[TASK OBJECTIVE] Every line from the line containing "Can you find the red" through the final line of the data is to be printed exactly; no other line is to appear.

[Object point labels]
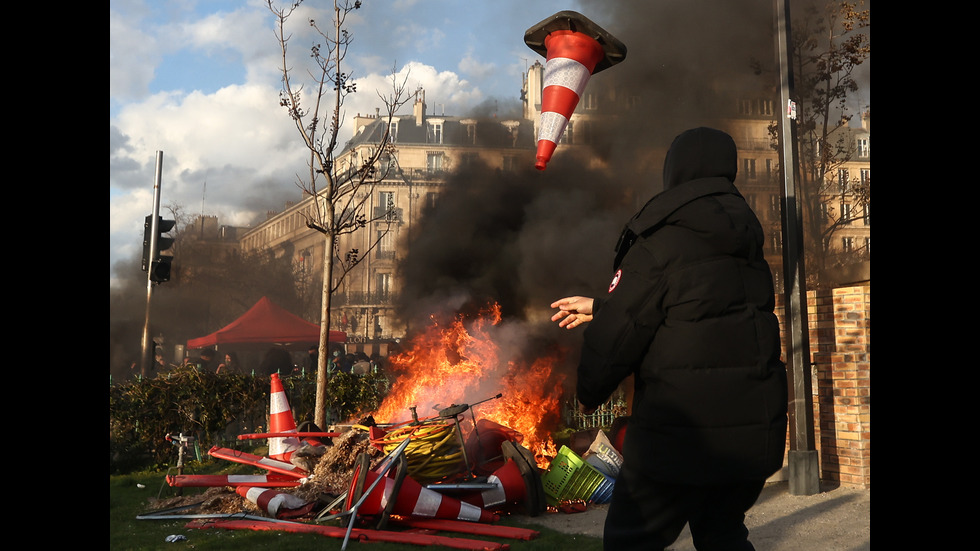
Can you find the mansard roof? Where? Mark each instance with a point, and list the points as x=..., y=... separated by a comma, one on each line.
x=490, y=132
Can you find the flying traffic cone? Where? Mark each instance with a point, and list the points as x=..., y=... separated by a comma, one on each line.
x=412, y=500
x=278, y=504
x=575, y=49
x=281, y=421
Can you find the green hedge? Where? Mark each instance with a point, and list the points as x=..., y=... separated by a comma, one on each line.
x=215, y=408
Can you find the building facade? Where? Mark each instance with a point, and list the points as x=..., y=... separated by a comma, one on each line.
x=427, y=148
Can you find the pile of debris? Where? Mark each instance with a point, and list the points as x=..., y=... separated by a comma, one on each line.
x=420, y=474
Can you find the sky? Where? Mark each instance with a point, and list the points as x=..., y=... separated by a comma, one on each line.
x=198, y=80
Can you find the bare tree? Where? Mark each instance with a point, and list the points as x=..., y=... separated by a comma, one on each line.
x=340, y=184
x=830, y=40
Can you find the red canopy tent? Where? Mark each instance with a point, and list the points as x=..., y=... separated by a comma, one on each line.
x=267, y=323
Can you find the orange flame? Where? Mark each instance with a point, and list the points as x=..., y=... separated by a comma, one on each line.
x=461, y=364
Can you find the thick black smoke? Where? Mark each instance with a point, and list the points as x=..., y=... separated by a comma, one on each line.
x=525, y=239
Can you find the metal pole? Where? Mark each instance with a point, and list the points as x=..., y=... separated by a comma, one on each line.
x=804, y=468
x=148, y=347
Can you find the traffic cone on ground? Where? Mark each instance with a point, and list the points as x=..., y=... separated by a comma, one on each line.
x=278, y=504
x=571, y=45
x=510, y=488
x=413, y=500
x=281, y=421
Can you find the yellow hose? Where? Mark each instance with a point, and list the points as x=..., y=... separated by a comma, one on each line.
x=432, y=453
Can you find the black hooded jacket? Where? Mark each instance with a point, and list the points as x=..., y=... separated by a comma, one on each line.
x=690, y=313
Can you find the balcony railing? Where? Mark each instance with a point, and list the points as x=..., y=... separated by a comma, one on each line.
x=358, y=298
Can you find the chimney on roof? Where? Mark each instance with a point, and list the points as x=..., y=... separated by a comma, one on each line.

[ANSWER TO THIS PROBLEM]
Can you find the red canopy tent? Where? Mark each instance with a point, and list the points as x=..., y=... separated by a comma, one on each line.
x=267, y=323
Can you find the orange flame? Where? Mark each instance with a point, and list the points as x=..., y=... separated by a comma, one on each line.
x=461, y=364
Can you find the thick black smoke? Where? Mark each instance with a point, and list the points as x=..., y=... separated by a comma, one on each line.
x=525, y=239
Can you find the metal pole? Where? Mark each instance with a point, and list the points as x=..., y=... separated by a comma, one on each line.
x=804, y=468
x=148, y=347
Can you find the traffic cone on ground? Where? Mark each instance with a point, and list the points as x=..., y=... separated by a comma, one on each line.
x=278, y=504
x=571, y=45
x=510, y=488
x=413, y=500
x=281, y=421
Can you find the yellow hose? Where? Mark each instance with a point, and list the points as x=..., y=... separated by a comma, one on each line.
x=432, y=453
Can you find the black hooded jacket? Where? Mark each instance with a point, and list the points as x=..., y=... separated by a comma, one on each line.
x=690, y=313
Can you find the balcony railing? Where? Mark each instance with a point, and list the points as x=..., y=... separated by a comma, one on each line.
x=358, y=298
Can you find the chimney on roof? Where? Mark each instance with a point, and list the points as x=..., y=... separated by a comma, one on each line.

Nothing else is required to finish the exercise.